» Work required
The response should be the records below, repeated exactly, with each picture left out.

Extracted information: Begin

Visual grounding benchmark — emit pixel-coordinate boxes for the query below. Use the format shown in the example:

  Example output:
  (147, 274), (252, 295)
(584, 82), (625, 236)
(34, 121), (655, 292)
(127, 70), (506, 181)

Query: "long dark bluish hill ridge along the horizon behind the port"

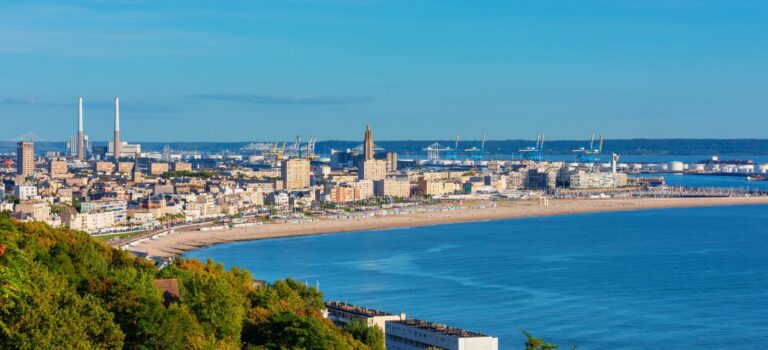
(0, 139), (768, 155)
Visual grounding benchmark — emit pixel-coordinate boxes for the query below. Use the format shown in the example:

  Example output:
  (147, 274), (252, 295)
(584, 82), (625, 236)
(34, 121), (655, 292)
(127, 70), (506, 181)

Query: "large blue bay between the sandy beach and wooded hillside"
(188, 206), (768, 349)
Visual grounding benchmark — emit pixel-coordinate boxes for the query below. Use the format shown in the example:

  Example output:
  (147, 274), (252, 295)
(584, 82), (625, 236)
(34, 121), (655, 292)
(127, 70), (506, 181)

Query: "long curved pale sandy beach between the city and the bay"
(131, 197), (768, 256)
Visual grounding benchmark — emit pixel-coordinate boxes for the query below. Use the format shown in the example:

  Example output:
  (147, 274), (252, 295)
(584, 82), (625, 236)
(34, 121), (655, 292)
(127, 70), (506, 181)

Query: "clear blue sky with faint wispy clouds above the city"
(0, 0), (768, 141)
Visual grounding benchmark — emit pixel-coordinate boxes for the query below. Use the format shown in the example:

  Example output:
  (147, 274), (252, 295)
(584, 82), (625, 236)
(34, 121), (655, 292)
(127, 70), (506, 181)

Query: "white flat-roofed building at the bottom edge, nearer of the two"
(385, 319), (499, 350)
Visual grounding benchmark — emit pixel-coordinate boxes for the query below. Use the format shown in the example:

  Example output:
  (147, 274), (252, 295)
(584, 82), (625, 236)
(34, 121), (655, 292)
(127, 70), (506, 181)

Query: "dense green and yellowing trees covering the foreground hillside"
(0, 213), (382, 349)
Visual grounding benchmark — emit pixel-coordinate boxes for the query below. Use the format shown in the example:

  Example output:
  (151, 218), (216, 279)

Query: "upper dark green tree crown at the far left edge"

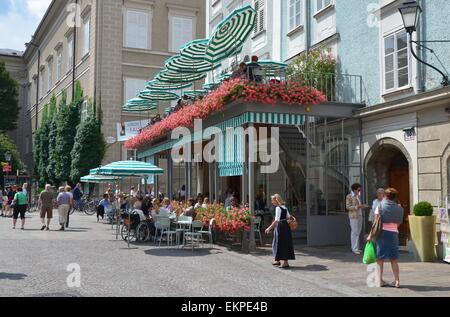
(0, 61), (19, 131)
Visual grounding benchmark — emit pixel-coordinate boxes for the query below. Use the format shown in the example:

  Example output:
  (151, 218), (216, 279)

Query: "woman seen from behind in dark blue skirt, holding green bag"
(367, 188), (404, 288)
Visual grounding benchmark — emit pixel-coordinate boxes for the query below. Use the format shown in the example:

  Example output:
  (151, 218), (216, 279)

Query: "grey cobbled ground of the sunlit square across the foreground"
(0, 213), (450, 297)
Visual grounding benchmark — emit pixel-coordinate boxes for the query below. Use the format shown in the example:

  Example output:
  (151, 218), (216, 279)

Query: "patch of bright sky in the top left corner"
(0, 0), (51, 51)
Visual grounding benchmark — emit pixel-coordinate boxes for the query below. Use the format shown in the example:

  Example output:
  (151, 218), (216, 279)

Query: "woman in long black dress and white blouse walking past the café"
(266, 194), (295, 269)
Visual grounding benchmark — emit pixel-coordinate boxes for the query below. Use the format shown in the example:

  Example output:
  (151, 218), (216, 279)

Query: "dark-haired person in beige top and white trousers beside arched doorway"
(345, 183), (365, 254)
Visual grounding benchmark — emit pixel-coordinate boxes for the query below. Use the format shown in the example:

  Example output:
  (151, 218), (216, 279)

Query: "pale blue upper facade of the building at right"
(282, 0), (450, 105)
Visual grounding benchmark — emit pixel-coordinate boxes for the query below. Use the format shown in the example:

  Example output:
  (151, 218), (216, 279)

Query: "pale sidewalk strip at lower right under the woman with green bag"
(253, 245), (450, 297)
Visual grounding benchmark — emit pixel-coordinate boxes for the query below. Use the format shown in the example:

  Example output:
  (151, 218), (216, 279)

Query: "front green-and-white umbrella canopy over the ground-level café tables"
(90, 161), (164, 177)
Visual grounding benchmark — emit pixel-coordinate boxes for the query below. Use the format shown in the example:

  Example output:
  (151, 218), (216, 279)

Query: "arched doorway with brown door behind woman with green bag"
(365, 139), (411, 246)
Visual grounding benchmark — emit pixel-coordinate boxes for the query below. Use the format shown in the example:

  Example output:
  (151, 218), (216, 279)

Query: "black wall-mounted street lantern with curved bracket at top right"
(399, 1), (449, 87)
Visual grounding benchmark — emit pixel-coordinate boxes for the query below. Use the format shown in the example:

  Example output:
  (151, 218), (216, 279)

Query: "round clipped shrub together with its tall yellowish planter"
(409, 201), (436, 262)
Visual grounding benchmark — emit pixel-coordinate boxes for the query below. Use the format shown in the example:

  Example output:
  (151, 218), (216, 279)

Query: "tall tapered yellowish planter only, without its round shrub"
(409, 216), (436, 262)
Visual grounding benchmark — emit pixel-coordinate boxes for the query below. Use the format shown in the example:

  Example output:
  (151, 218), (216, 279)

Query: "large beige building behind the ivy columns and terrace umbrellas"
(19, 0), (205, 173)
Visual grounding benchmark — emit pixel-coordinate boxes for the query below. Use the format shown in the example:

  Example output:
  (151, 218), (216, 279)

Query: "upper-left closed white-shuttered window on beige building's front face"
(125, 10), (149, 49)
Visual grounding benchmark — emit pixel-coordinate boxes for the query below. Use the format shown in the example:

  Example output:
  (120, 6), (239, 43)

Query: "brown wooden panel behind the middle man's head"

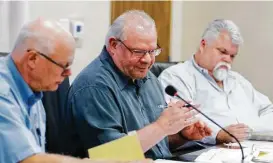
(111, 1), (171, 62)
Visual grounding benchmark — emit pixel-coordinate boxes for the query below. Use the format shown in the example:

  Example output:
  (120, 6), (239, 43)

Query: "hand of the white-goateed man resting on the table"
(216, 123), (250, 143)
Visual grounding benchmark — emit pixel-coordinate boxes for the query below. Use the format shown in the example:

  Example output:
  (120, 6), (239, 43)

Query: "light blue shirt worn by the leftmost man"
(0, 56), (45, 163)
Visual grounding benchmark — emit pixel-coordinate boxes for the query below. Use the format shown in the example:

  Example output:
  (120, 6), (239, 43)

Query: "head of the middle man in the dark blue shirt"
(105, 10), (157, 80)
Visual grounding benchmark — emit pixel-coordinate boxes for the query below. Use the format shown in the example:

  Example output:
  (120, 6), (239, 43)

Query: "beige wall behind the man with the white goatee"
(182, 2), (273, 100)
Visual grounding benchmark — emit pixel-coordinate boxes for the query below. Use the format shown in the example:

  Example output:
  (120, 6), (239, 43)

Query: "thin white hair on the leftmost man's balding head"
(14, 20), (75, 55)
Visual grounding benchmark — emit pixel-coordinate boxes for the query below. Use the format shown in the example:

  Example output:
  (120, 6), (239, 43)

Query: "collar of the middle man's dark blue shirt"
(99, 46), (151, 90)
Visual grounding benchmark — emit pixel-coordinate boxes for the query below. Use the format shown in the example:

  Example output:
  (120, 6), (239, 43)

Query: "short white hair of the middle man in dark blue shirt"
(105, 10), (156, 47)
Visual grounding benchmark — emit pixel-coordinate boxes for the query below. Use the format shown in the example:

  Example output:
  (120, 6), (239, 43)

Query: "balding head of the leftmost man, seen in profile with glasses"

Extracted information: End

» Response to this task
Visual grounding benchmark — emit pixel-coordinate boxes for the query below. Use the format shown in the example:

  Example output:
  (147, 274), (252, 295)
(584, 82), (625, 236)
(34, 121), (655, 292)
(127, 70), (506, 181)

Query: "long dark bluish hill ridge along the horizon behind the port"

(0, 139), (768, 155)
Visual grounding benchmark — emit pixel-coordinate boxes for the query below. Use the format shown in the example:

  Example output:
  (147, 274), (252, 295)
(584, 82), (625, 236)
(34, 121), (655, 292)
(127, 70), (506, 181)

Query: "large blue bay between the sandy beach and wooded hillside"
(188, 206), (768, 349)
Visual grounding benchmark — emit pixel-coordinate boxes for the query below. Use the format shown in the example:

  Example output:
  (147, 274), (252, 295)
(584, 82), (625, 236)
(34, 121), (655, 292)
(127, 70), (506, 181)

Query: "long curved pale sandy beach between the city and the bay"
(131, 197), (768, 256)
Visual grounding benchmark — emit pixel-coordinate boxes for the query below. Use the format shown in the example:

  Example output:
  (147, 274), (252, 295)
(584, 82), (625, 236)
(34, 121), (655, 292)
(127, 70), (506, 181)

Query: "clear blue sky with faint wispy clouds above the city"
(0, 0), (768, 141)
Visual grounding benchmark — emit pixel-coordinate boxes for the query below. Use the format shown in the example:

  Example output:
  (147, 274), (252, 295)
(584, 82), (625, 236)
(34, 121), (655, 292)
(127, 70), (506, 181)

Query: "white flat-roofed building at the bottom edge, nearer of the two"
(385, 319), (499, 350)
Visual grounding benchmark — emit pixel-coordinate boxes for the query below. Use the format shown in the example:

  Example output:
  (147, 274), (252, 295)
(584, 82), (625, 236)
(34, 121), (655, 292)
(127, 70), (506, 181)

Query: "dense green and yellowing trees covering the foreground hillside"
(0, 213), (382, 349)
Visual grounding benchmark — emit pixel-coordinate boxes for the query below. Use the format shown in the example:

  Example output:
  (151, 218), (216, 279)

Query: "upper dark green tree crown at the far left edge"

(0, 61), (19, 131)
Visual grounding benchmark — emit pixel-coordinate boxes for the query below. Use the format shown in the example:

  Example output:
  (151, 218), (216, 279)

Query: "woman seen from behind in dark blue skirt, holding green bag"
(367, 188), (404, 288)
Visual grounding benchmark — emit pixel-coordinate boxes for the query below. Use the format shown in the example:

  Example output:
  (151, 218), (216, 279)

Query: "grey cobbled ground of the sunlit square across the foreground"
(0, 213), (450, 297)
Visual grounding benchmark — emit pixel-coordinate boxes for the query below. Use the format shown in the example:

  Example output:
  (151, 218), (216, 279)

Query: "patch of bright sky in the top left corner"
(0, 0), (51, 51)
Visual grounding benchmark — emit pixel-coordinate boxes for the query below. Use the format shown in the example:

  Example output:
  (151, 218), (216, 279)

Query: "woman in long black dress and white blouse walking past the café"
(266, 194), (295, 269)
Visual grounding benchmark — emit pixel-coordinate boxes for the query below. Use the format shown in the example:

  Example output:
  (151, 218), (216, 279)

Query: "dark-haired person in beige top and white trousers beside arched doorway"
(345, 183), (365, 254)
Visual grounding benchmark — emit pixel-coordinate boxes for the query below. Use the format shown in the example:

  Example output:
  (151, 218), (216, 279)

Query: "pale blue upper facade of the building at right"
(282, 0), (450, 105)
Visual grounding benchmark — emit pixel-coordinate boxes for the query below. Use the format shown in the example:

  Example output:
  (151, 218), (216, 279)

Query: "pale sidewalk strip at lower right under the woman with green bag"
(253, 245), (450, 297)
Visual grounding benchmark — emit pixel-coordinate boxes for the query below. Use the format shown in the example:

  Example output:
  (151, 218), (216, 279)

Query: "front green-and-white umbrella canopy over the ground-level café tables"
(90, 161), (164, 177)
Visual grounding benchmark — emit pixel-coordinate boxes for the query below. Use the format shown in the example:

  Example output:
  (151, 218), (216, 279)

Query: "arched doorway with brown door behind woman with green bag"
(365, 139), (411, 246)
Visual grounding benchmark — emit pixel-coordinate boxes for the query below. Use the format shown in the example:

  Example output:
  (151, 218), (216, 279)

Query: "black wall-mounted street lantern with curved bracket at top right"
(399, 1), (449, 87)
Visual grounding benchmark — emit pixel-coordinate boxes for the query below. Use the format shown in the example:

  Example output:
  (151, 218), (216, 279)

Query: "round clipped shrub together with its tall yellowish planter"
(409, 201), (436, 262)
Visual grounding benchmark — emit pixel-coordinate boxes for the query below. Use the format shown in the example:

  Example output:
  (151, 218), (216, 279)

Query: "tall tapered yellowish planter only, without its round shrub"
(409, 216), (436, 262)
Visual grounding benchmark — emit pixel-coordinate boxes for the query below. Use the format shown in the example:

  Example output:
  (151, 218), (216, 279)

Query: "large beige building behind the ivy columns and terrace umbrellas"
(19, 0), (205, 173)
Visual grounding benchmark — emit pixel-coordinate boxes for the query below. Use the format shown in the example:

  Example output:
  (151, 218), (216, 279)

Query: "upper-left closed white-shuttered window on beige building's front face"
(125, 10), (149, 49)
Visual grounding benchmark — emit pixel-coordinate boxes for the query below. Use the format shown in the example:

  Example output:
  (120, 6), (239, 43)

Query: "brown wooden panel behind the middle man's head"

(111, 1), (171, 62)
Visual grounding benchmark — emit pixel-coordinate boxes for the query below. Use the format shown in the example:

  Example output:
  (120, 6), (239, 43)

Query: "hand of the white-goateed man resting on the table"
(216, 123), (250, 143)
Visual grounding benchmark — emit pixel-coordinate boxes for the query below. Use the format shown in the example:

  Example output:
  (120, 6), (239, 43)

Query: "light blue shirt worn by the leftmost man"
(0, 56), (45, 163)
Visual grounding benchmark — emit pixel-coordinate boxes for the query below. Use the format shown in the example:

  Example output:
  (120, 6), (239, 43)

Query: "head of the middle man in the dark blue shirt"
(105, 10), (157, 80)
Visual grounding benchmark — emit pixel-coordinate boxes for the query below. Use the format shown in the example:

  Example output:
  (120, 6), (239, 43)

Query: "beige wall behind the man with the white goatee"
(182, 2), (273, 100)
Visual grounding benchmark — emit pixel-coordinate boxes for the query below. Use the format shown in the example:

  Example output:
  (120, 6), (239, 43)

Query: "thin white hair on the leftmost man's balding head"
(14, 20), (75, 55)
Visual grounding benchmark — emit pixel-coordinate boxes for the query below. Use the format shown in the example:

  Example output:
  (120, 6), (239, 43)

Query: "collar of the middle man's dark blue shirt"
(99, 46), (151, 90)
Visual grounding benchmark — emit pixel-coordinate boxes for the query below. Use the format shown in the example:

  Example output:
  (120, 6), (239, 43)

Query: "short white hair of the middle man in dark blue shirt"
(105, 10), (156, 47)
Visual grounding benchmark — emit pixel-coordinate boxes for the query below. Use the format shown in the example:

  Example output:
  (120, 6), (239, 43)

Query: "balding head of the leftmost man, seen in profile with glasses"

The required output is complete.